» **TASK**: Show each line in the listing below that contains the word "showing".

» **RECORDS FOR THE TASK**:
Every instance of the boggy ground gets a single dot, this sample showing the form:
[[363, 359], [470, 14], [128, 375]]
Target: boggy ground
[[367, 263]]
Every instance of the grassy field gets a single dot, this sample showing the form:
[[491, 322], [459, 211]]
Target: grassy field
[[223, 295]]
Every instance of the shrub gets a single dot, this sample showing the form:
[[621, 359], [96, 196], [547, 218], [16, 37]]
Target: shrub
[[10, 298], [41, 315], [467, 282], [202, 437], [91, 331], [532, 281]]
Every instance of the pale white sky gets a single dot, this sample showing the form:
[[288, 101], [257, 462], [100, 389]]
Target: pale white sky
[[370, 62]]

» **ANSWER TO THIS PROBLEM**:
Every instance of the boggy ground gets a single dot, this sample showing the form:
Every instance of the grassy field gets a single dot, this sample showing the form:
Every instance of the shrub gets a single dot, this sample showing the form:
Every instance of the pale white sky gets a single dot, this sample showing the form:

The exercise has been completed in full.